%%
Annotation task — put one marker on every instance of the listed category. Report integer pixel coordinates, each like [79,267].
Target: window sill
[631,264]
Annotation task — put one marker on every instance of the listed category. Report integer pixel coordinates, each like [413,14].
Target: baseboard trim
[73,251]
%%
-- Task item --
Would you return all of the data exactly as given?

-- Task answer --
Annotation task — put one marker on every instance of the listed category. Report integer pixel coordinates, each like [79,267].
Target: window sill
[631,264]
Annotation task — put one marker on every instance of the listed category. Report integer pixel coordinates, each like [413,14].
Target: baseboard trim
[73,251]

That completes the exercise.